[Excerpts of location labeling data]
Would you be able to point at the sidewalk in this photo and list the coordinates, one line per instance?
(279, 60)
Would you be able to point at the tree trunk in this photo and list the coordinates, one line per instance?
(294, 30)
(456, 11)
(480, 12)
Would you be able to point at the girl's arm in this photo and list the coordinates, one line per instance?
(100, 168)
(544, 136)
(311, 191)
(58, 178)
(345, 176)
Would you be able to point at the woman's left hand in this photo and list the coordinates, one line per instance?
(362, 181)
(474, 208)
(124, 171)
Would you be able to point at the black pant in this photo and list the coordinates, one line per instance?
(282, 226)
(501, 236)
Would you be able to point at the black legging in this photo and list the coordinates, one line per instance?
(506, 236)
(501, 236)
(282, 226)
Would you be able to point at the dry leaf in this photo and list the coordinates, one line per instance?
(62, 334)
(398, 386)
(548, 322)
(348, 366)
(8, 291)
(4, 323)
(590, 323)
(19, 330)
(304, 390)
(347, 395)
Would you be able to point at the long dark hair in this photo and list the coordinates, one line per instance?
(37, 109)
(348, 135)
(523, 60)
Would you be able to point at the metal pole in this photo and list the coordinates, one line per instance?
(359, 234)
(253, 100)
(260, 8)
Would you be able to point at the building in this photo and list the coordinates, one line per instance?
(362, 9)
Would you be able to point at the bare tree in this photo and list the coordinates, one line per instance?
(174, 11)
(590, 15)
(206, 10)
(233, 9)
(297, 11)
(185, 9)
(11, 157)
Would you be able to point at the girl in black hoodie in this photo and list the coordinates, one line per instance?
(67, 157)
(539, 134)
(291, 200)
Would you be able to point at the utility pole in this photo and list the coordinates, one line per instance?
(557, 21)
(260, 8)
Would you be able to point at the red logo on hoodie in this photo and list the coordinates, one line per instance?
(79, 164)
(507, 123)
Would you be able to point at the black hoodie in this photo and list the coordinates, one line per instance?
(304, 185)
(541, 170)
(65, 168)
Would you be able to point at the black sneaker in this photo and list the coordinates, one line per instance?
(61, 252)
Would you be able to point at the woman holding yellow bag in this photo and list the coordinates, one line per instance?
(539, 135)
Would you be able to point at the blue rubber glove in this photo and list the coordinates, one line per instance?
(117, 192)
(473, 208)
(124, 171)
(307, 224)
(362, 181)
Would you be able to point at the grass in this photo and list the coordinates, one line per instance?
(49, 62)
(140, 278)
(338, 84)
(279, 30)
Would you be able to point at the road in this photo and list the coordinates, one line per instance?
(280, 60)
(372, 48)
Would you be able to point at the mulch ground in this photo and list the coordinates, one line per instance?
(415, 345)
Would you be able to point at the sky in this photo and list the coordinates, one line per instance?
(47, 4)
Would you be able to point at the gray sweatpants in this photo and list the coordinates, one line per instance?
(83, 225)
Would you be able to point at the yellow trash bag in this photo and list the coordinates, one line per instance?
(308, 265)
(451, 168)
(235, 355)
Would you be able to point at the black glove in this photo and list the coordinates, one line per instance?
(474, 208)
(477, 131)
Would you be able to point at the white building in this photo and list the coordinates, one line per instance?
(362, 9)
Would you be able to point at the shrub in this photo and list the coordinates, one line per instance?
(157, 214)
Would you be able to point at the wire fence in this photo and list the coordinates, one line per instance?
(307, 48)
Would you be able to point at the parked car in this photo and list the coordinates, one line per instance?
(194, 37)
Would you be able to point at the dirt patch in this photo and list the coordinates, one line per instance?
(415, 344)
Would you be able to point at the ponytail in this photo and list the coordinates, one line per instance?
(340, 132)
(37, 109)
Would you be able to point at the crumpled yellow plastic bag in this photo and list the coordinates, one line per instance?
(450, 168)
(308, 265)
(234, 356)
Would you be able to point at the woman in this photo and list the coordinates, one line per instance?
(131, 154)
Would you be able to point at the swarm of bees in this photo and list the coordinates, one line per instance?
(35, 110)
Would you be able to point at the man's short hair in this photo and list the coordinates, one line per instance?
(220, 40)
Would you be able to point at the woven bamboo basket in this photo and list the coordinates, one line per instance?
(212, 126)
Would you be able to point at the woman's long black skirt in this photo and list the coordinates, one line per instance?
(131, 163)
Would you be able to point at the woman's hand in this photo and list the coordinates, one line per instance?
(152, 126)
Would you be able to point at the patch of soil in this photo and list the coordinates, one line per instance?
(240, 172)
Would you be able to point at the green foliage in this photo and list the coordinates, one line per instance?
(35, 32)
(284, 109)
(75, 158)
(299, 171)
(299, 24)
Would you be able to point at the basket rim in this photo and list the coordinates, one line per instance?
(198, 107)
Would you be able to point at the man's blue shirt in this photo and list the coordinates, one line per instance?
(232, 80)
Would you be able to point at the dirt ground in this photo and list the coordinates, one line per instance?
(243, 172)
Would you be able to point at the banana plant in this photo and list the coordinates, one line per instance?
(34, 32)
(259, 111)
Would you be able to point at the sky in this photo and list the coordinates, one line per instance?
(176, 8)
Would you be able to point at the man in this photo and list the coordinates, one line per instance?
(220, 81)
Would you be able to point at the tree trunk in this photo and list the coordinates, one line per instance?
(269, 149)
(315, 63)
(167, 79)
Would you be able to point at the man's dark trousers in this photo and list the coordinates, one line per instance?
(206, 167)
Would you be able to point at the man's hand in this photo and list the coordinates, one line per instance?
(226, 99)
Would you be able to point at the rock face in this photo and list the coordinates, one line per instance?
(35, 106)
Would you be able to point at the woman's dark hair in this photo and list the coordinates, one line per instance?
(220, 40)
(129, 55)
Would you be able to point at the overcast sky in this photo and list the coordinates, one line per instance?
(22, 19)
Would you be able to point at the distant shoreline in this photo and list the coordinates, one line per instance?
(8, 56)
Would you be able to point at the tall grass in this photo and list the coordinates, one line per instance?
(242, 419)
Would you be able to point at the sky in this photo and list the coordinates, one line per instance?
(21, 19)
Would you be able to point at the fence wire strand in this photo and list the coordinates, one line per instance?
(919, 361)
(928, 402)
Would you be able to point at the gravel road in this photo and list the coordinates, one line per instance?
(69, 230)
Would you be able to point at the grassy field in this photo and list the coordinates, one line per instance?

» **GIVEN REQUEST**
Arrange the lines from the one containing "Would you be able to point at the fence" through the end of the material as a JSON list of strings, one string per line, omitting any blank lines.

» **RESPONSE TO THIS TASK**
[
  "Would you be able to point at the fence wire strand in this photo and list the coordinates, one line per instance?",
  "(919, 361)",
  "(928, 402)",
  "Would you be able to point at the gravel road in this photo and list the coordinates, one line per instance?",
  "(69, 230)",
  "Would you be able to point at the grassy field in this photo and list the coordinates, one line per instance?"
]